What you need to do:
1) According to the passage on science and creative writing, in what year did Dr. Michio Kaku receive his Ph.D.?
2) Please write out the passage on science and creative writing from "Kamira Maharaj is" up to and including "be considered creative.".
3) Continue the passage on science and creative writing past its last sentence.

Page text:
Kamira Maharaj is a graduate research assistant at the University of South Florida with an emphasis in exploring cancer cells. She thinks creative writing is “not for the purpose of publishing new science research.” Her angle is associating it with narratives, stories or opinion letters. This point of view feels limiting; as if a scientist is reduced to one who discovers without passion. Here is my theory: an ascertainment that is proclaimed with supporting details but is, also, infused with a personal theory should, too, be considered creative.

Dr. Michio Kaku is a professor of theoretical physics at the City University of New York. His undergraduate degree is from Harvard University where he concentrated on physics and graduated at the top of his class. He received his Ph.D. in 1972 from the Berkeley Radiation Laboratory at the University of California; and he held a lectureship at Princeton University in 1973.  In his 2014 book, The Future of the Mind, we are privileged with the ability to see inside the psyche of a scientist who discovers with passion. He writes simply, “To fathom the greatest secrets in the universe, one did not need telepathic or superhuman abilities. One just had to have an open, determined and curious mind.” The questions he chooses to explore are audacious: “Our bodies may eventually decay and die, but can our consciousness live forever?”

[Collected data]

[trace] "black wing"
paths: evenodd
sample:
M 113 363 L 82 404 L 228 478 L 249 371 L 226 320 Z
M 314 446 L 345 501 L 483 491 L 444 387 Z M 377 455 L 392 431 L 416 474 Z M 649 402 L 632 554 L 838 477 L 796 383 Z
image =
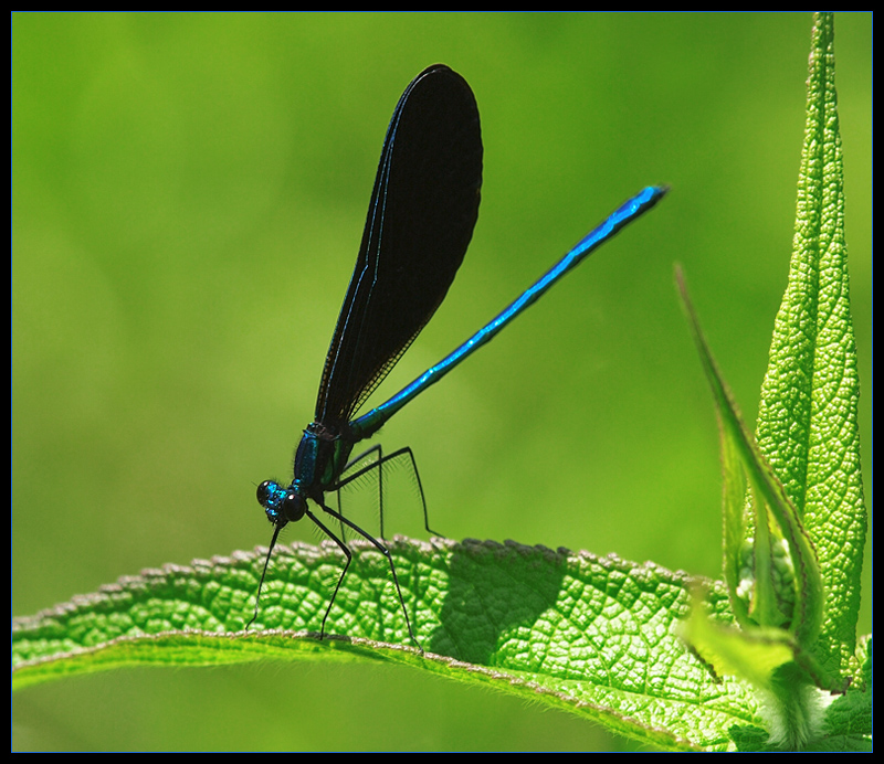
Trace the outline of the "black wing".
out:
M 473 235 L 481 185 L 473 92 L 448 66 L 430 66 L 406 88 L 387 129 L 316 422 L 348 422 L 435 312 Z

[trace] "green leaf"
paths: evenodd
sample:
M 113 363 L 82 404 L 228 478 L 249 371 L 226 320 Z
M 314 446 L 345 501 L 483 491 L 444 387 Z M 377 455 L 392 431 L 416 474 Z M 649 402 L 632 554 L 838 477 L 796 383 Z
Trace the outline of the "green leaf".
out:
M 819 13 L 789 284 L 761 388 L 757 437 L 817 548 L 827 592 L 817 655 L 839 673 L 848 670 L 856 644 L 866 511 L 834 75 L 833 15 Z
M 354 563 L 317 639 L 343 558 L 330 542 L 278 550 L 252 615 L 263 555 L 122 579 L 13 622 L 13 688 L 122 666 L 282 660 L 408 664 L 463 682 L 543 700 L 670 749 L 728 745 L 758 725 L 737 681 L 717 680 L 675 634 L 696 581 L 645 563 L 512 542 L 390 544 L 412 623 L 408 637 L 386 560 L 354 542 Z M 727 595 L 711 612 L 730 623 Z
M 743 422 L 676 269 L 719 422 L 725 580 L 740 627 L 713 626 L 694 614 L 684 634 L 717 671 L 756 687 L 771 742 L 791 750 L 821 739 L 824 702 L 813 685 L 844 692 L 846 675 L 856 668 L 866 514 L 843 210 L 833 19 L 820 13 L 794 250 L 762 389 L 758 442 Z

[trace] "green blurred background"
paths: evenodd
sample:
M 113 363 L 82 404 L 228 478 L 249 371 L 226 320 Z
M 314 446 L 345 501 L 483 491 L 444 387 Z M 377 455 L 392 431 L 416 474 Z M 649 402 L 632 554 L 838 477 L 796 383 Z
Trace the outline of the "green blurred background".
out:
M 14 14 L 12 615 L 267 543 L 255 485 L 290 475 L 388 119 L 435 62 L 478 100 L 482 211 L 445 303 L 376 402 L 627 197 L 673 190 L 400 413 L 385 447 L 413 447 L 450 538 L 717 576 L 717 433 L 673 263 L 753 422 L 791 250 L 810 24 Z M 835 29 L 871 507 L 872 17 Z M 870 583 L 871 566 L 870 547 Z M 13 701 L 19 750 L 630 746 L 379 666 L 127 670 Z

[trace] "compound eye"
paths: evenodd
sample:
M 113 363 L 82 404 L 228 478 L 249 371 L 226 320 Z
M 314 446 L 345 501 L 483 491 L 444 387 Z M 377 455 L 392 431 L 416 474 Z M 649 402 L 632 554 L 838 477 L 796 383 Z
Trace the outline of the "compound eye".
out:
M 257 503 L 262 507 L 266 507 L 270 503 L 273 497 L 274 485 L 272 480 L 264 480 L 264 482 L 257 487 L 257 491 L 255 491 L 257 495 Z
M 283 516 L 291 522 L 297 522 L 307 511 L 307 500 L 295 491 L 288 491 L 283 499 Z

* * *

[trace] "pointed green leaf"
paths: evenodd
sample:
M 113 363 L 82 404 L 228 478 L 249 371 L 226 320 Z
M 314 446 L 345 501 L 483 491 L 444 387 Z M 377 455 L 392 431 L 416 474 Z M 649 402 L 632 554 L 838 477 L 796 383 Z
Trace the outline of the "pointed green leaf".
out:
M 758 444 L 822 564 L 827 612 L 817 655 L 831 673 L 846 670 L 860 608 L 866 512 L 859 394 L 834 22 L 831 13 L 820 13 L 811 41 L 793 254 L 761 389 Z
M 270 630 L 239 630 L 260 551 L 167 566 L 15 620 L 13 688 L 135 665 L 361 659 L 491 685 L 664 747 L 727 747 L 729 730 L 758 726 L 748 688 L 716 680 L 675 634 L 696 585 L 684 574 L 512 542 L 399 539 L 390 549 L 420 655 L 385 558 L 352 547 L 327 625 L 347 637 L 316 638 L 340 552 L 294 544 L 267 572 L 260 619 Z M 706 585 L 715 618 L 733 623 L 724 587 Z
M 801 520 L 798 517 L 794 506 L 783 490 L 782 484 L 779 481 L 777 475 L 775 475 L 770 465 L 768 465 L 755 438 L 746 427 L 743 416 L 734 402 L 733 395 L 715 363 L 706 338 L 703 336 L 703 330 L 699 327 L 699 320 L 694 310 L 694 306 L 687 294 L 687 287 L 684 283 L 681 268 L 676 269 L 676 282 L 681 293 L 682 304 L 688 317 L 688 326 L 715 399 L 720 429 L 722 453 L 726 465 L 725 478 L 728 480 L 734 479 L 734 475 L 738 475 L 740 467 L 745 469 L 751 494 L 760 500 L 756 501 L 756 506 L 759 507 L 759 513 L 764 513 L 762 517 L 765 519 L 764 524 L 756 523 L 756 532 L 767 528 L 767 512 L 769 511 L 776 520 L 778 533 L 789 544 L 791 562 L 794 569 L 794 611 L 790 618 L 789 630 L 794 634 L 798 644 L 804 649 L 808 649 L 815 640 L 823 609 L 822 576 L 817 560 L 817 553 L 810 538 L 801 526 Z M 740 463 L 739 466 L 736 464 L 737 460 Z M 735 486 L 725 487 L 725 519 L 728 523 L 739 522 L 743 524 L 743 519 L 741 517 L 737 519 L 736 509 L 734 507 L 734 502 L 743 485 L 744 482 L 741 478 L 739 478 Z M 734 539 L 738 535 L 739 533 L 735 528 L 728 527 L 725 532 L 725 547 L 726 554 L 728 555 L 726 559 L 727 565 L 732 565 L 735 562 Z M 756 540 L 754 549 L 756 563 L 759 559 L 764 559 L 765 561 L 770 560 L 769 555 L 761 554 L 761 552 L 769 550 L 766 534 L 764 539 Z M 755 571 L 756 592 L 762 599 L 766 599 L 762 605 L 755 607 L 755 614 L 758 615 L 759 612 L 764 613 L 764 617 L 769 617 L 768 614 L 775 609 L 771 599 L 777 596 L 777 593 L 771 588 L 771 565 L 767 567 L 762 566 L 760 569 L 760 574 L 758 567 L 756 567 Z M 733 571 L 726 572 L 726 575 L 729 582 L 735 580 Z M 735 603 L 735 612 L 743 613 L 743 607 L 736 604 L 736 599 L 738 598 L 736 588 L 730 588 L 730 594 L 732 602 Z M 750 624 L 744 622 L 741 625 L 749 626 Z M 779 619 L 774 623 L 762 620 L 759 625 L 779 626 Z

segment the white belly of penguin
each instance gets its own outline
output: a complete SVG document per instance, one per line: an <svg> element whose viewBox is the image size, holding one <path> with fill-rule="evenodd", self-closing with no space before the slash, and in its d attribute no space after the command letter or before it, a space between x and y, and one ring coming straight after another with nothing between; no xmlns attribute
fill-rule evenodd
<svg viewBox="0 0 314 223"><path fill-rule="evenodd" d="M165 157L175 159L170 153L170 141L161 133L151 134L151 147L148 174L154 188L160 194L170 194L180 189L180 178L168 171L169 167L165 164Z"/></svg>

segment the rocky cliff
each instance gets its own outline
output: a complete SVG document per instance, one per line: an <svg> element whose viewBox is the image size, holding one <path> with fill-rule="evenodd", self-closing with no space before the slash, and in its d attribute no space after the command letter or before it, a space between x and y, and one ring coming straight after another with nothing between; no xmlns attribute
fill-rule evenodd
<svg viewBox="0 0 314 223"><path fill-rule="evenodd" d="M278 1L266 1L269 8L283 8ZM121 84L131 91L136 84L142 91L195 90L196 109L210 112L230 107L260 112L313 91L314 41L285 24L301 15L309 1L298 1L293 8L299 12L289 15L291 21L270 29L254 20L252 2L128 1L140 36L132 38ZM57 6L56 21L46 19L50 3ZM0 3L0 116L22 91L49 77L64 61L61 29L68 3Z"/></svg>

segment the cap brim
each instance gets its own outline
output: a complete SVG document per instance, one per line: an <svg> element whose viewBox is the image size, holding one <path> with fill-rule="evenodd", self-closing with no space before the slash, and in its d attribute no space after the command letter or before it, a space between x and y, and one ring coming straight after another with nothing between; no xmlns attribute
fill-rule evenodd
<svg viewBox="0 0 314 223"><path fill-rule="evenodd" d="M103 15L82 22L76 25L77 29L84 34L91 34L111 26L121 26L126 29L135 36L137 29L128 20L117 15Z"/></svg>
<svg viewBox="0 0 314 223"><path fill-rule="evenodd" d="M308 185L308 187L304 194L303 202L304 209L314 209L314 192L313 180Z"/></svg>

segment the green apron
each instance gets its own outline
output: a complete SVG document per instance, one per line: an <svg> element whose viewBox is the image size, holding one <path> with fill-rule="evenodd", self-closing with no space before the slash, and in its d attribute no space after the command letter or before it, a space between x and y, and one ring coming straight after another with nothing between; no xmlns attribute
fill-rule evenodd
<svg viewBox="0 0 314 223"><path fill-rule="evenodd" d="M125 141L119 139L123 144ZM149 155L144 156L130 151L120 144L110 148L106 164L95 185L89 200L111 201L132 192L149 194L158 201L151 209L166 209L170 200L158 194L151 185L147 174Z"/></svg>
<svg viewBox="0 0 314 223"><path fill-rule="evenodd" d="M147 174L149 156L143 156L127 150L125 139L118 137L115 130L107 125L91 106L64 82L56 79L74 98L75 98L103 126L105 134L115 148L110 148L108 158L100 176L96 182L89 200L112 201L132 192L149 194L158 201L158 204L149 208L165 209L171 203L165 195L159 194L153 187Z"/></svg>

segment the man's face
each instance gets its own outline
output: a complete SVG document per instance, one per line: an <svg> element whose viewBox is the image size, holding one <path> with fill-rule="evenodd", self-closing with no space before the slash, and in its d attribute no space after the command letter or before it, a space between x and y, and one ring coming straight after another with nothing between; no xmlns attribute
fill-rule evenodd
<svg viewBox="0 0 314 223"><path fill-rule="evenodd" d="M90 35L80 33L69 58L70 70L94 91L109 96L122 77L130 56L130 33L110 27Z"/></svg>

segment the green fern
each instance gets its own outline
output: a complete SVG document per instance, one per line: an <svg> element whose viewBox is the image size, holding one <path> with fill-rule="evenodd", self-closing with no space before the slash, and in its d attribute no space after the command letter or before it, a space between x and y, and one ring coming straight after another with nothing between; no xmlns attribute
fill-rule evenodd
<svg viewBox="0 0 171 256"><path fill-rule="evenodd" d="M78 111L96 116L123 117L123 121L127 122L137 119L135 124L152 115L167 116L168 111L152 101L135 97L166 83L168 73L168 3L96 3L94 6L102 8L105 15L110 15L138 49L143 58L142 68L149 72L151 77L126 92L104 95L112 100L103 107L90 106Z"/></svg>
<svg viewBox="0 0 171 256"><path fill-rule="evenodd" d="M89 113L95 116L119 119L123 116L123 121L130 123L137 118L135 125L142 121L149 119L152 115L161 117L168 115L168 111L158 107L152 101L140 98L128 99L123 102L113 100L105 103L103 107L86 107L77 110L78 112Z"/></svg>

==

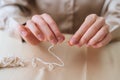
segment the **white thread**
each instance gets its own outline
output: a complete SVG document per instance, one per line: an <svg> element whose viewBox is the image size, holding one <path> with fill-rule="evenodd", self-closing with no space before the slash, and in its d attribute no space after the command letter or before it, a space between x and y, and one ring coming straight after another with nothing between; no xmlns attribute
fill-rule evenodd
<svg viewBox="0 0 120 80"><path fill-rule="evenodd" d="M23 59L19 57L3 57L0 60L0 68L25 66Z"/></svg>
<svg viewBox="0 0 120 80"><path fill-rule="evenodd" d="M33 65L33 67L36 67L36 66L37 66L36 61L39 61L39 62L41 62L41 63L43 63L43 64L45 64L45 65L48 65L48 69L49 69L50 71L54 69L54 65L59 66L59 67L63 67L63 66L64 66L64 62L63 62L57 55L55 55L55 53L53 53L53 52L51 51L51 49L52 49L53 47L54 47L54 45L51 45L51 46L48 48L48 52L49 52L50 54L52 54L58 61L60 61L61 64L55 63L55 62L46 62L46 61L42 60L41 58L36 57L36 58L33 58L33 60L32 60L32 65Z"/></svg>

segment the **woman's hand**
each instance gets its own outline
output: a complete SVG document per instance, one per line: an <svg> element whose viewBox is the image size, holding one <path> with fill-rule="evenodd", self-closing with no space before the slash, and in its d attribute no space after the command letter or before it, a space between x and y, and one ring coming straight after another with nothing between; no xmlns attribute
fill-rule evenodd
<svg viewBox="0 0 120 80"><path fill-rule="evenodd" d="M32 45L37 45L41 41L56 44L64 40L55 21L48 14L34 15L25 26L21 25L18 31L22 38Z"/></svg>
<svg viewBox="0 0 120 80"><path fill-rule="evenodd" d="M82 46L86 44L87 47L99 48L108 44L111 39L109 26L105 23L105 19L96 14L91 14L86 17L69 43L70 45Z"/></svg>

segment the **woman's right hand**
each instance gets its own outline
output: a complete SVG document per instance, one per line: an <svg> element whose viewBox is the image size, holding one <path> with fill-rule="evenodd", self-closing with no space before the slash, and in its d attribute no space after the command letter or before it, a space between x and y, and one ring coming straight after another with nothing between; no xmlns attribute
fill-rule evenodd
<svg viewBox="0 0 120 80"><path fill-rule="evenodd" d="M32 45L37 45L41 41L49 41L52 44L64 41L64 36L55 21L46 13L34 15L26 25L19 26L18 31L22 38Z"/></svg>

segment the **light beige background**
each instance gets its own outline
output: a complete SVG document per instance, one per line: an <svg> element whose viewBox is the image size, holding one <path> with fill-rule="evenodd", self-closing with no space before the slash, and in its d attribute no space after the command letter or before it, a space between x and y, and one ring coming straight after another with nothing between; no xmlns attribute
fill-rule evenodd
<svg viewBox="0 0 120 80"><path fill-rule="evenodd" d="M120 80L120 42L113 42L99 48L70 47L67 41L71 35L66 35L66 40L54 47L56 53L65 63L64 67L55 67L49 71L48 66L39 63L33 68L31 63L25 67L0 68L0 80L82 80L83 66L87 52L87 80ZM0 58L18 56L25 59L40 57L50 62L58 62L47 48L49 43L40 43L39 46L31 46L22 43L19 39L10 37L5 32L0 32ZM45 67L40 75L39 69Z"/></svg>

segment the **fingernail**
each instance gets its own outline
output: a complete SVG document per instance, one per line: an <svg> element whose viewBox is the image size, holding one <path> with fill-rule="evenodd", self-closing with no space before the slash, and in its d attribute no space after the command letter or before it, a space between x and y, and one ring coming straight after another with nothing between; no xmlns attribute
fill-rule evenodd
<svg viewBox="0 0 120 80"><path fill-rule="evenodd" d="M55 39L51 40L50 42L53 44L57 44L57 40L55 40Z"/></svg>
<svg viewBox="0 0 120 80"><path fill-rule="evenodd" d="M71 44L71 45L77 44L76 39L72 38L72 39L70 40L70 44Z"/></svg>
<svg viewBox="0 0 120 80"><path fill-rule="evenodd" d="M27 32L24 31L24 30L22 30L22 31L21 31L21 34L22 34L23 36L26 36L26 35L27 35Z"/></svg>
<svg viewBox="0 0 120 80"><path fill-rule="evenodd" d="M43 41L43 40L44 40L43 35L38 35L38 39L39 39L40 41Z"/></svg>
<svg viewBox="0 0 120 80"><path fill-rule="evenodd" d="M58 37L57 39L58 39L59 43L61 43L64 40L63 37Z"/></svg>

Set of answers:
1) 1972

2)
Kamira Maharaj is a graduate research assistant at the University of South Florida with an emphasis in exploring cancer cells. She thinks creative writing is “not for the purpose of publishing new science research.” Her angle is associating it with narratives, stories or opinion letters. This point of view feels limiting; as if a scientist is reduced to one who discovers without passion. Here is my theory: an ascertainment that is proclaimed with supporting details but is, also, infused with a personal theory should, too, be considered creative.

3)
For the everyday reader, Kaku breaks down the many different facilities in our brain. Utilizing visuals, he informed me that the frontal lobe, is where most rational thought is processed. Then he explores what makes us unique animals: we have the capacity to simulate the future.

He is precisely the type of scientist I assume author Marilynne Robinson would like. In her collection of essays titled The Givenness of Things, she writes, “Science of the kind I criticize tends to assert that everything is explicable, that whatever has not been explained will be explained – and, furthermore, by their methods.” I agree with her. I do not believe documenting a discovery makes for creative writing but, instead, the style in which the discovery is perceived and declared.

My sister, an accountant, believes creative writing is that which “bares emotion.” For Mitchelle Ray-Williams, another writer, it is what allows her to “venture beyond the realm of journalistic or academic writing.” It is, for her, “writing with no restrictions.” And there is Fei Daniel, who is studying pre-law with aspirations to be in high fashion, who believes that creative writing is “short, not a book” with “small shots of emotion”.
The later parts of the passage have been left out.